Fig 1. CONSORT flow diagram of participant enrollment and retention.

CONSORT flow diagram detailing participant enrollment, allocation, intervention, follow-up, and analysis. A total of 42 participants were assessed for eligibility, with 18 meeting the inclusion criteria and completing the study. The diagram illustrates the process from initial assessment through to the final analysis, including reasons for exclusion and participant retention throughout the study phases.

Fig 2. Experimental procedure timeline and sequence of visits for dual-task training.

Schematics of the study protocol. The experimental design includes pre-training, post-training, and follow-up assessments of dual-task (DT) performance, single-task cognitive performance (measured as reaction time, RT), and single-task motor performance (measured as balance time in seconds). Functional near-infrared spectroscopy (fNIRS) was utilized to measure cortical activation in the bilateral prefrontal and vestibular cortices. The DT training protocol involved the simultaneous execution of cognitive tasks (simple and complex auditory RT) and motor tasks (balance) for 20–25 minutes per day across five consecutive days. Participants completed 18 DT trials each day, with each trial consisting of 30 seconds of task performance followed by 30 seconds of rest.

Fig 3. fNIRS source-detector array setup. Red Indicates Source; Yellow Indicates Detector.

This figure illustrates the arrangement of the functional Near-Infrared Spectroscopy (fNIRS) system utilized in the study. The setup features multiple source-detector pairs, with sources indicated in red and detectors in yellow. The sources emit near-infrared light that penetrates the cortical tissues, while the detectors capture the transmitted light to assess changes in cortical oxygenation. The strategic placement and configuration of these components are essential for accurately monitoring cortical activation in the PFC and vestibular cortices during cognitive, motor, and DT conditions.

Fig 4. Study Block Design: Task Structure and Trial Distribution.

A: 30 seconds rest; B₁: auditory RT (cognitive) task (simple RT or complex RT tasks); B2: balance (motor) task; B3: auditory cognitive task + balance tasks (DT). Each participant preformed six trials with three simple RT trials and three complex RT tasks.

## [EXERCISE TASKS]
A – Answer these from the study figure captions:
(i) How many participants were assessed for eligibility?
(ii) How many dual-task trials did participants complete each day?
(iii) What color marks the detectors in the fNIRS source-detector array?
B – Output the part of the study figure captions that begins at the words "This figure illustrates" and stops after the words "and Trial Distribution.", copied without any change.

## [DATA FOR ANALYSIS]
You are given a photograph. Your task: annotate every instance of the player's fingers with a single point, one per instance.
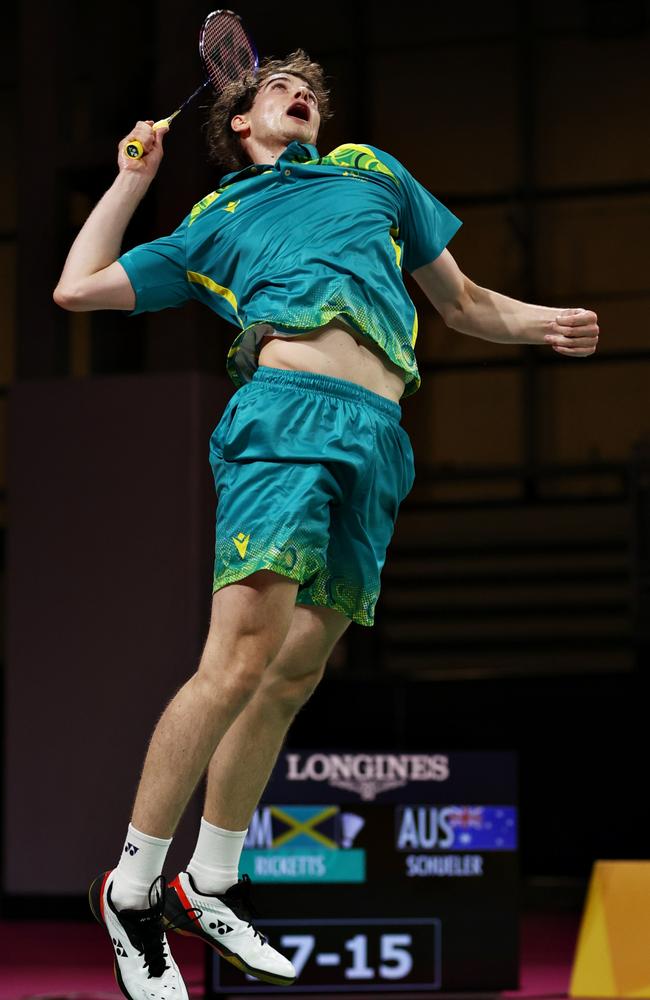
(572, 340)
(143, 132)
(575, 352)
(576, 317)
(556, 329)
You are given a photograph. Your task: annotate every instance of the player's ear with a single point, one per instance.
(240, 125)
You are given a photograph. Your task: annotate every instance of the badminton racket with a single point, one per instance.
(227, 53)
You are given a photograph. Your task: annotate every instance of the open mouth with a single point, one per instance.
(299, 110)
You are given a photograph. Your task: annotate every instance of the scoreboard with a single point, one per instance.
(385, 872)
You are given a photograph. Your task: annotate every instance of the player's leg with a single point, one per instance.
(242, 764)
(207, 901)
(249, 623)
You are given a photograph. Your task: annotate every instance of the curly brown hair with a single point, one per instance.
(224, 145)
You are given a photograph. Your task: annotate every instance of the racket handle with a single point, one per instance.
(134, 147)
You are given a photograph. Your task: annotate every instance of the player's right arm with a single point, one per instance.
(92, 278)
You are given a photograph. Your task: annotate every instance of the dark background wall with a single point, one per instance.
(515, 598)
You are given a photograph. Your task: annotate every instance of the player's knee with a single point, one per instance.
(289, 694)
(234, 673)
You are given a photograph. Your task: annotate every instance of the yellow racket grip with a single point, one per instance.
(134, 148)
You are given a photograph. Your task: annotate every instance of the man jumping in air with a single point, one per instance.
(304, 255)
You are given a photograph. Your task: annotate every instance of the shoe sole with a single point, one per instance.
(95, 894)
(178, 921)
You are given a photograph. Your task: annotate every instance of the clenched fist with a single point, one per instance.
(152, 144)
(573, 332)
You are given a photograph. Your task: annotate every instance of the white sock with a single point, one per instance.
(140, 864)
(215, 863)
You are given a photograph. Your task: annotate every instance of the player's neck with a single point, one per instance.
(265, 152)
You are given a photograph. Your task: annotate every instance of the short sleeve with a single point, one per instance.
(158, 272)
(426, 225)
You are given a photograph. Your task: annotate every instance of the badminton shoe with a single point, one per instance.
(224, 921)
(144, 967)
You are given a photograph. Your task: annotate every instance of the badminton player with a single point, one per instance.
(304, 254)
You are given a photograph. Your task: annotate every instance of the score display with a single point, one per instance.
(385, 872)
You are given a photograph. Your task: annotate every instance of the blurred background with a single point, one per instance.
(514, 611)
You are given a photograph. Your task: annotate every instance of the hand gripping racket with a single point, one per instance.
(227, 53)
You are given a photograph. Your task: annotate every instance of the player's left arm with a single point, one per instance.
(480, 312)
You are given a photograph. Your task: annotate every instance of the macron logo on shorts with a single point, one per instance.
(241, 543)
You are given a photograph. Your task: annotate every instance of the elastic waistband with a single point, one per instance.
(338, 387)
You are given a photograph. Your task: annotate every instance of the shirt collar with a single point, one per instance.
(295, 152)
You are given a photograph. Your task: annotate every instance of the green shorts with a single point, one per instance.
(310, 472)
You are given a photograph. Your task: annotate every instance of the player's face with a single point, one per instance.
(285, 108)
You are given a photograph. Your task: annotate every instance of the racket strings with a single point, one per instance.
(226, 50)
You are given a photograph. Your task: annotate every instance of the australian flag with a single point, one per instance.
(484, 828)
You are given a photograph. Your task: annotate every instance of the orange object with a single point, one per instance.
(613, 951)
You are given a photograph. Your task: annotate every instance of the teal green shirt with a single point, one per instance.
(297, 244)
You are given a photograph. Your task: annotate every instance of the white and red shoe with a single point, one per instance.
(144, 968)
(224, 922)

## [COMPLETED EXERCISE]
A –
(i) 42
(ii) 18
(iii) Yellow

B –
This figure illustrates the arrangement of the functional Near-Infrared Spectroscopy (fNIRS) system utilized in the study. The setup features multiple source-detector pairs, with sources indicated in red and detectors in yellow. The sources emit near-infrared light that penetrates the cortical tissues, while the detectors capture the transmitted light to assess changes in cortical oxygenation. The strategic placement and configuration of these components are essential for accurately monitoring cortical activation in the PFC and vestibular cortices during cognitive, motor, and DT conditions.

Fig 4. Study Block Design: Task Structure and Trial Distribution.